* _Stored items_
++++

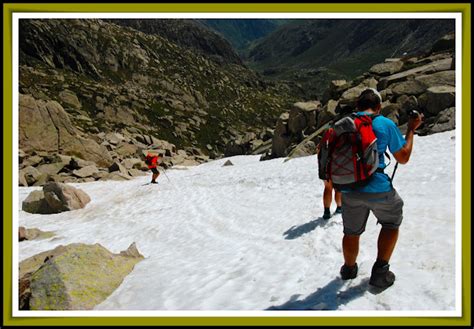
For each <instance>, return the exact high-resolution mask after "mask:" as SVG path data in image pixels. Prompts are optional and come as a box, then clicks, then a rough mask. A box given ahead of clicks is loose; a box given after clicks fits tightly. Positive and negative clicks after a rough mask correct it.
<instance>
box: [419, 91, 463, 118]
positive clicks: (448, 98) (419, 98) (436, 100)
mask: <svg viewBox="0 0 474 329" xmlns="http://www.w3.org/2000/svg"><path fill="white" fill-rule="evenodd" d="M418 103H419V105H420V107H421V108H422V109H424V110H425V111H426V113H427V114H429V115H437V114H438V113H439V112H441V111H442V110H444V109H446V108H449V107H453V106H454V103H455V88H454V87H452V86H435V87H431V88H428V89H427V91H426V93H424V94H423V95H421V96H420V97H419V98H418Z"/></svg>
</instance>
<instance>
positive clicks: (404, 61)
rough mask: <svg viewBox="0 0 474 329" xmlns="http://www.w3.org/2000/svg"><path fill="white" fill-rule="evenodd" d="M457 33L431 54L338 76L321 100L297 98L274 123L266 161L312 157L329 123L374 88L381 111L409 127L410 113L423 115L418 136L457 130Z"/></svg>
mask: <svg viewBox="0 0 474 329" xmlns="http://www.w3.org/2000/svg"><path fill="white" fill-rule="evenodd" d="M454 41H455V40H454V34H449V35H446V36H444V37H443V38H441V39H440V40H438V41H437V42H436V43H435V44H434V45H432V46H431V50H430V52H429V53H428V54H426V55H423V56H417V57H403V58H389V59H386V60H385V62H382V63H378V64H376V65H373V66H372V67H371V68H370V69H369V71H368V72H365V73H364V74H362V75H360V76H359V77H357V78H356V79H354V80H351V81H346V80H334V81H331V83H330V84H329V88H327V89H326V90H325V92H324V93H323V96H322V99H321V100H320V101H319V100H314V101H309V102H297V103H295V104H294V105H293V106H292V108H290V109H289V110H288V111H285V112H283V113H282V114H281V115H280V117H279V119H278V121H277V124H276V126H275V130H274V136H273V138H272V142H271V143H270V142H268V143H266V144H265V150H264V149H262V150H260V151H266V154H265V155H264V156H263V157H262V159H269V158H275V157H284V156H288V157H294V156H304V155H311V154H314V152H315V147H316V144H317V143H318V142H319V140H320V136H321V133H322V132H323V131H324V130H325V129H326V128H327V125H328V124H329V123H331V122H334V121H335V120H337V119H338V118H340V117H341V116H343V115H346V114H348V113H351V112H353V111H354V110H355V103H356V99H357V97H358V96H359V95H360V93H361V92H362V91H363V90H364V89H366V88H368V87H370V88H376V89H377V90H378V91H379V92H380V94H381V95H382V99H383V103H382V111H381V113H382V115H384V116H386V117H388V118H389V119H391V120H393V121H394V122H395V123H396V124H397V125H398V126H399V128H400V130H401V131H402V132H404V131H405V130H406V124H407V121H408V114H407V113H408V112H409V111H410V110H418V111H419V112H422V113H423V114H424V116H425V121H424V124H423V125H422V126H421V127H420V128H419V129H418V130H417V133H418V134H419V135H427V134H433V133H437V132H442V131H447V130H452V129H454V128H455V106H456V104H455V65H454V63H455V62H454Z"/></svg>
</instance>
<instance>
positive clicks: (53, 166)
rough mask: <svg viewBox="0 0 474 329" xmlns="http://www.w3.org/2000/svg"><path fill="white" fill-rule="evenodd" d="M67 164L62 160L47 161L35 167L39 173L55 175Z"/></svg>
mask: <svg viewBox="0 0 474 329" xmlns="http://www.w3.org/2000/svg"><path fill="white" fill-rule="evenodd" d="M66 165H67V164H66V163H64V162H55V163H47V164H44V165H40V166H38V167H36V169H37V170H38V171H39V172H40V173H41V174H47V175H55V174H57V173H59V172H60V171H61V170H62V169H63V168H64V167H65V166H66Z"/></svg>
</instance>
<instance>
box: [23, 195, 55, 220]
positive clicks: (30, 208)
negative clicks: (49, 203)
mask: <svg viewBox="0 0 474 329" xmlns="http://www.w3.org/2000/svg"><path fill="white" fill-rule="evenodd" d="M21 209H22V210H23V211H26V212H29V213H32V214H48V213H49V206H48V203H47V202H46V200H45V198H44V193H43V191H33V192H31V193H30V194H29V195H28V197H27V198H26V199H25V200H24V201H23V202H22V206H21Z"/></svg>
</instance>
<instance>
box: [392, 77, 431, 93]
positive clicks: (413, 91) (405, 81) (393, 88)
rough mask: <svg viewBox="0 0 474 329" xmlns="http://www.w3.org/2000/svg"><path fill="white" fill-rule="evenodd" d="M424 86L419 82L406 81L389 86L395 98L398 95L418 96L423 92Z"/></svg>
mask: <svg viewBox="0 0 474 329" xmlns="http://www.w3.org/2000/svg"><path fill="white" fill-rule="evenodd" d="M426 88H427V87H426V85H425V84H424V83H423V82H421V81H419V80H407V81H403V82H399V83H396V84H394V85H393V86H391V89H392V92H393V94H394V95H395V96H397V97H398V96H400V95H420V94H422V93H424V92H425V90H426Z"/></svg>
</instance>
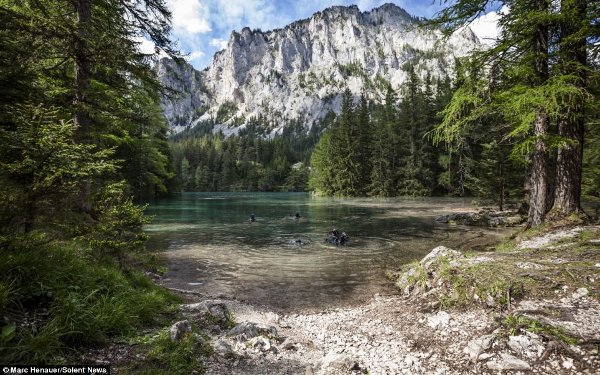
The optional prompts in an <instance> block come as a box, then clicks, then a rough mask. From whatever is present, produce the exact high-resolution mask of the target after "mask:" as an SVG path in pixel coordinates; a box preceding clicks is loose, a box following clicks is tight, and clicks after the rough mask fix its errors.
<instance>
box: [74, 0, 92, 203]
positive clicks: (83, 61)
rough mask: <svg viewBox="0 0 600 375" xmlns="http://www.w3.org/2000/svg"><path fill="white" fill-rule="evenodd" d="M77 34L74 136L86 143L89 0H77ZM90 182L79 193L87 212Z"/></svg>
mask: <svg viewBox="0 0 600 375" xmlns="http://www.w3.org/2000/svg"><path fill="white" fill-rule="evenodd" d="M76 6H77V24H76V30H77V35H76V39H75V51H74V57H75V100H74V104H75V114H74V116H73V123H74V124H75V126H76V127H77V130H76V131H77V133H76V138H77V139H78V141H79V142H83V143H88V142H90V141H91V139H90V134H89V133H90V116H89V112H88V110H87V108H86V106H87V102H88V96H87V93H88V90H89V87H90V80H91V75H92V74H91V70H92V69H91V61H90V56H89V50H88V47H87V46H88V42H89V37H90V31H89V30H90V27H91V25H90V24H91V20H92V6H91V0H77V4H76ZM91 190H92V188H91V182H90V181H89V180H87V181H83V183H82V186H81V193H80V194H79V202H78V204H77V205H78V206H79V210H80V211H81V212H85V213H89V212H90V211H91V210H92V207H91V203H90V196H91V194H92V193H91Z"/></svg>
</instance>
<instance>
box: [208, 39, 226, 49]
mask: <svg viewBox="0 0 600 375" xmlns="http://www.w3.org/2000/svg"><path fill="white" fill-rule="evenodd" d="M209 44H210V45H211V46H213V47H217V48H219V49H225V47H227V39H218V38H212V39H211V40H210V43H209Z"/></svg>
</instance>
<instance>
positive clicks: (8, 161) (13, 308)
mask: <svg viewBox="0 0 600 375" xmlns="http://www.w3.org/2000/svg"><path fill="white" fill-rule="evenodd" d="M133 3H134V2H132V1H129V0H116V1H108V0H99V1H75V2H73V1H68V0H58V1H47V0H41V1H37V0H36V1H17V2H15V1H1V2H0V23H2V25H3V28H2V30H0V57H2V59H3V61H11V64H9V65H7V64H3V66H2V67H0V189H2V195H1V196H0V315H2V317H3V327H2V334H1V336H0V344H1V346H2V351H1V352H0V362H2V363H35V364H39V363H62V362H65V361H66V360H65V356H68V355H72V354H73V353H72V352H73V350H74V349H78V348H79V347H81V346H82V345H97V344H102V343H103V342H104V341H105V340H106V339H107V338H108V337H112V336H117V335H123V334H127V333H130V332H133V331H135V330H137V329H140V328H141V327H143V326H145V325H147V324H150V323H152V322H155V320H156V319H157V318H158V317H159V316H160V314H161V312H165V311H166V310H167V309H168V305H169V304H171V303H173V302H175V299H174V298H173V297H172V296H171V295H170V294H169V293H167V292H166V291H164V290H162V289H161V288H158V287H157V286H155V285H154V284H153V283H152V282H151V281H149V280H148V279H147V278H146V277H145V276H143V275H142V274H140V273H139V272H137V271H134V270H131V269H129V268H127V265H126V264H120V268H118V267H117V265H116V264H115V259H114V258H113V257H112V256H102V255H104V254H110V255H116V256H118V257H119V259H121V258H123V255H124V254H125V253H128V252H131V251H133V250H135V249H136V248H140V247H141V245H142V243H143V240H144V236H143V235H142V233H141V225H142V224H143V223H144V222H146V219H145V218H144V217H143V208H142V207H137V206H135V205H134V204H133V203H132V202H133V199H134V198H141V197H146V196H153V195H156V194H160V193H165V192H167V191H168V190H169V188H170V184H171V183H172V181H170V180H171V179H172V177H173V173H172V172H171V171H170V170H169V168H170V166H171V163H170V157H169V149H168V146H167V143H166V132H167V130H166V122H165V120H164V118H163V115H162V111H161V109H160V107H159V96H158V90H159V88H158V83H157V80H156V77H155V73H154V71H153V68H152V65H153V64H152V59H151V58H150V57H149V56H147V55H144V54H142V53H140V52H139V51H138V43H136V42H134V40H137V39H139V37H141V36H145V37H146V38H150V39H151V40H152V41H154V43H155V45H156V46H157V48H159V49H161V50H163V51H165V52H167V53H170V54H171V55H174V54H175V51H174V50H173V48H172V44H171V42H170V41H169V39H168V37H167V36H168V34H169V31H170V22H169V20H170V13H169V11H168V9H167V8H166V5H165V3H164V2H163V1H162V0H159V1H154V0H149V1H140V2H135V4H133ZM125 161H126V162H125ZM122 180H124V181H126V182H121V183H119V184H115V181H122ZM134 195H135V196H134ZM84 240H88V241H89V242H86V241H84ZM90 243H91V244H92V245H93V246H90ZM98 250H102V253H101V254H99V253H100V252H99V251H98ZM13 327H14V328H13Z"/></svg>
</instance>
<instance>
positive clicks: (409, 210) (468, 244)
mask: <svg viewBox="0 0 600 375" xmlns="http://www.w3.org/2000/svg"><path fill="white" fill-rule="evenodd" d="M469 202H470V201H469V199H462V198H420V199H419V198H416V199H406V198H390V199H375V198H357V199H337V198H324V197H313V196H311V195H309V194H308V193H183V194H181V195H178V196H175V197H170V198H165V199H161V200H157V201H155V202H152V203H151V204H150V206H149V208H148V210H147V212H148V213H149V214H151V215H154V216H155V218H154V220H153V222H152V224H151V225H148V226H147V227H146V231H147V233H148V234H150V236H151V239H150V241H149V244H148V246H149V248H150V249H152V250H158V251H161V252H162V254H163V255H164V257H165V259H166V261H167V264H168V266H169V271H168V272H167V273H166V274H165V278H164V280H163V282H164V284H165V285H166V286H169V287H173V288H178V289H186V290H193V291H198V292H200V293H202V294H204V295H207V296H215V297H217V296H226V297H228V298H235V299H238V300H240V301H245V302H248V303H252V304H257V305H264V306H268V307H269V308H272V309H275V310H277V311H282V312H289V311H294V310H295V311H298V310H314V309H326V308H330V307H337V306H344V305H349V304H354V303H362V302H364V301H367V300H368V299H369V298H371V297H372V296H373V294H375V293H380V294H390V293H396V292H397V291H396V290H395V289H394V288H393V284H392V283H391V282H390V281H389V280H387V279H386V277H385V272H386V271H387V270H395V269H397V268H398V267H399V266H401V265H402V264H405V263H408V262H411V261H413V260H417V259H420V258H422V257H423V256H424V255H425V254H427V253H428V252H429V251H430V250H431V249H432V248H434V247H435V246H438V245H446V246H450V247H461V248H463V249H475V250H482V249H485V248H486V247H487V246H489V245H490V244H491V243H492V242H493V241H495V240H497V239H498V238H499V237H500V236H502V235H503V234H505V233H507V232H506V230H493V229H483V228H475V227H466V226H453V225H447V224H440V223H437V222H435V220H434V218H435V217H436V216H438V215H441V214H445V213H450V212H457V211H464V210H467V209H471V210H472V209H473V206H471V205H470V203H469ZM296 212H298V213H299V214H300V219H298V220H296V219H295V217H294V214H295V213H296ZM252 213H253V214H255V217H256V222H250V220H249V218H250V215H251V214H252ZM333 228H338V229H340V230H343V231H345V232H346V233H347V234H348V236H349V237H350V242H349V243H348V244H347V245H345V246H335V245H332V244H329V243H326V242H325V238H326V237H327V233H328V232H329V231H331V230H332V229H333Z"/></svg>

++++

* _ASSIGNMENT_
From the data, list each line in which the string "optional" appears.

* _PROBLEM SOLUTION_
For each <instance>, return the exact high-resolution mask after "mask:" as SVG path data in image pixels. Prompts are optional and come as a box, then clicks, then a rough mask. A box given ahead of clicks is loose; a box given after clicks fits tightly. Positive and negative clicks after a rough mask correct it.
The optional prompts in an <instance> block come as a box, then clicks, then a rough mask. From whatever is present, produce the exact high-resolution mask of the target after "mask:" as an SVG path in pixel coordinates; a box preceding clicks is loose, a box following clicks is tight, and clicks after the rough mask fix its errors.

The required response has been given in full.